▸ **EXERCISE REQUIREMENTS**
Extract each line of the records below that contains the word "metal".

####

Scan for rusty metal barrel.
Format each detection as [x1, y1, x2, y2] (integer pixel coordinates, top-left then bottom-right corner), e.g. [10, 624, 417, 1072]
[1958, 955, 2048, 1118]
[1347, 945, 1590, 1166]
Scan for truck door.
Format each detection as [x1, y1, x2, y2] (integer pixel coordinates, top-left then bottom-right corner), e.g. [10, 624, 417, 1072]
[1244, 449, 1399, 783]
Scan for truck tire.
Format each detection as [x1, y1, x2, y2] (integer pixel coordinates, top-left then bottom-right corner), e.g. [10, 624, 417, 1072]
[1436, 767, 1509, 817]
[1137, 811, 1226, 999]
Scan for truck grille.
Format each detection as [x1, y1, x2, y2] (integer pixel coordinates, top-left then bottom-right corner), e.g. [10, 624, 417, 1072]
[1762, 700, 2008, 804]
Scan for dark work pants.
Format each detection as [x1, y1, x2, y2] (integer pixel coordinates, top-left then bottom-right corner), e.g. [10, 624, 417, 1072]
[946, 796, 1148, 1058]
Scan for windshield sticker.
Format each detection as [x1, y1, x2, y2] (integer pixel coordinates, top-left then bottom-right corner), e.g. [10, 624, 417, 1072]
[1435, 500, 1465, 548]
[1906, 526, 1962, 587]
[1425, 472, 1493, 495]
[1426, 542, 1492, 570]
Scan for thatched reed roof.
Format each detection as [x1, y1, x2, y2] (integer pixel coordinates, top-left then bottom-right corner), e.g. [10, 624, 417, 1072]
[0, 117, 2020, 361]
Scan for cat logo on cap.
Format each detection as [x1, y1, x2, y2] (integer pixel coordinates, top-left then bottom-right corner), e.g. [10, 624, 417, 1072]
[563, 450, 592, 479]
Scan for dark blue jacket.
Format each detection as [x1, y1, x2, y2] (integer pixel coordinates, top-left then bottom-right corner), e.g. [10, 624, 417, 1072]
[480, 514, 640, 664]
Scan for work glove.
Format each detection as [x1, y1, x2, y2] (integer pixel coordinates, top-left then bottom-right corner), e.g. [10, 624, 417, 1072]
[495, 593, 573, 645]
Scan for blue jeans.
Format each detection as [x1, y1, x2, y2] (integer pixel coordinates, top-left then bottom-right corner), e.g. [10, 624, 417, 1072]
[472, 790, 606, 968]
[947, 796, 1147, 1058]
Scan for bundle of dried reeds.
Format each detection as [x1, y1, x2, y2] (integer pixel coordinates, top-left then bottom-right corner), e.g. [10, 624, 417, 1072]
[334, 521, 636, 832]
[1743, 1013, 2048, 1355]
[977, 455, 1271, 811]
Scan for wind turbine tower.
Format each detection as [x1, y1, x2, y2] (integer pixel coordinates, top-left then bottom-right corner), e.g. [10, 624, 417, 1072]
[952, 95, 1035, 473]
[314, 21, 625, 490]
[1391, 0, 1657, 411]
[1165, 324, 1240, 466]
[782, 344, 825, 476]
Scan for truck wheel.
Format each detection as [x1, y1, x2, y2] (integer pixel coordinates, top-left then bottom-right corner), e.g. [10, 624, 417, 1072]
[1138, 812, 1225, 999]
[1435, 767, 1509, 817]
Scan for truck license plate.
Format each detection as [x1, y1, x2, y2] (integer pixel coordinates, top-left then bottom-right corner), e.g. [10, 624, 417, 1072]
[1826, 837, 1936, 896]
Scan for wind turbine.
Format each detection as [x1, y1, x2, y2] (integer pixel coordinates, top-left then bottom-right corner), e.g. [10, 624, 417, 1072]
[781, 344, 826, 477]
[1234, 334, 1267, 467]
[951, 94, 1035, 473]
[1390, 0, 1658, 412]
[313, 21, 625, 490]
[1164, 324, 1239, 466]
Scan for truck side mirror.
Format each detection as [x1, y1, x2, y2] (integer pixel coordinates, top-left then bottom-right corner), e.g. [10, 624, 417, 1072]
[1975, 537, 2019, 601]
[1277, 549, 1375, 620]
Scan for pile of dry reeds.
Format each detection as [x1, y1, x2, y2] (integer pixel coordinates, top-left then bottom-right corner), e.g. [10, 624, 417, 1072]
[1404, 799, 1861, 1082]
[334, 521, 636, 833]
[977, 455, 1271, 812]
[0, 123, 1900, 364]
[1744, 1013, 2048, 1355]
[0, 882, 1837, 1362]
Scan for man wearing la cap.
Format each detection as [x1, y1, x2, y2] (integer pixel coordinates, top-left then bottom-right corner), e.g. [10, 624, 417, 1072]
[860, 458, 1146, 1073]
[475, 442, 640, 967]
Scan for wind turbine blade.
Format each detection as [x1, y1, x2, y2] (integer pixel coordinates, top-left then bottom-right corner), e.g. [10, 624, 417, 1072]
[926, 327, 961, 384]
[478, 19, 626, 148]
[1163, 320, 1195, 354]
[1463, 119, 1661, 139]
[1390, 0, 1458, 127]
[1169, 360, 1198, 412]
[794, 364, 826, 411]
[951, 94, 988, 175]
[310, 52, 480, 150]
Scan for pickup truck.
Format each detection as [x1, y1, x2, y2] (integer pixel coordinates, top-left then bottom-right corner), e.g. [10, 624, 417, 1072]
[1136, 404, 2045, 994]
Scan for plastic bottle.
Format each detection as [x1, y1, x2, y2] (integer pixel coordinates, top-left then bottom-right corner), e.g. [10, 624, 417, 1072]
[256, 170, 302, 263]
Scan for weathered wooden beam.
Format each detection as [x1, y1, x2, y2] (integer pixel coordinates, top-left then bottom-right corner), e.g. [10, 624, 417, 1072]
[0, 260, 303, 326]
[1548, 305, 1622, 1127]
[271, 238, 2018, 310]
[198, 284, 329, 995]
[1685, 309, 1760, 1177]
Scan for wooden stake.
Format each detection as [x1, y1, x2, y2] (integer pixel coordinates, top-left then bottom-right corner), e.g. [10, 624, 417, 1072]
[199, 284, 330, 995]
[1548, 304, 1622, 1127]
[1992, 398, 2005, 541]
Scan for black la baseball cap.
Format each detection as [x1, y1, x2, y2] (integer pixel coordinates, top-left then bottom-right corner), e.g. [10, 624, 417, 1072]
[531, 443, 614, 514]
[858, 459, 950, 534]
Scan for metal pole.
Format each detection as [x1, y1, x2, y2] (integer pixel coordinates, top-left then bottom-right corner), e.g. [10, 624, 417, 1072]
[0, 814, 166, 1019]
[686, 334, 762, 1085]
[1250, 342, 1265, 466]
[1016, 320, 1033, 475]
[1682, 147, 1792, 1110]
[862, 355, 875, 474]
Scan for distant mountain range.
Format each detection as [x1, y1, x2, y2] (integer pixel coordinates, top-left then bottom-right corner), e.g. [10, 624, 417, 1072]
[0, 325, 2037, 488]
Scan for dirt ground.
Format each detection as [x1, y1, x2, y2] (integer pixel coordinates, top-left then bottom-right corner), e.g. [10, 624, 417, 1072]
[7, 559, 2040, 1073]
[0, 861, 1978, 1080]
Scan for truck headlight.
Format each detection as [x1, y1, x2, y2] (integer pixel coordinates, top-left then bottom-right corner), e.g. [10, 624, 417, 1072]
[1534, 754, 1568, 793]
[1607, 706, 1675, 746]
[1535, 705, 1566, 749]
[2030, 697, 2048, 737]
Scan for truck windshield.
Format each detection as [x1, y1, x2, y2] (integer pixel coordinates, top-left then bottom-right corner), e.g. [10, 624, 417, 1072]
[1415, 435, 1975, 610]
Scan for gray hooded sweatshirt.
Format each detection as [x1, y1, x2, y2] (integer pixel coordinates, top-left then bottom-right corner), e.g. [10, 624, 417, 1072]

####

▸ **ANSWER BOX**
Scan for rusty metal barrel.
Scan for metal pole.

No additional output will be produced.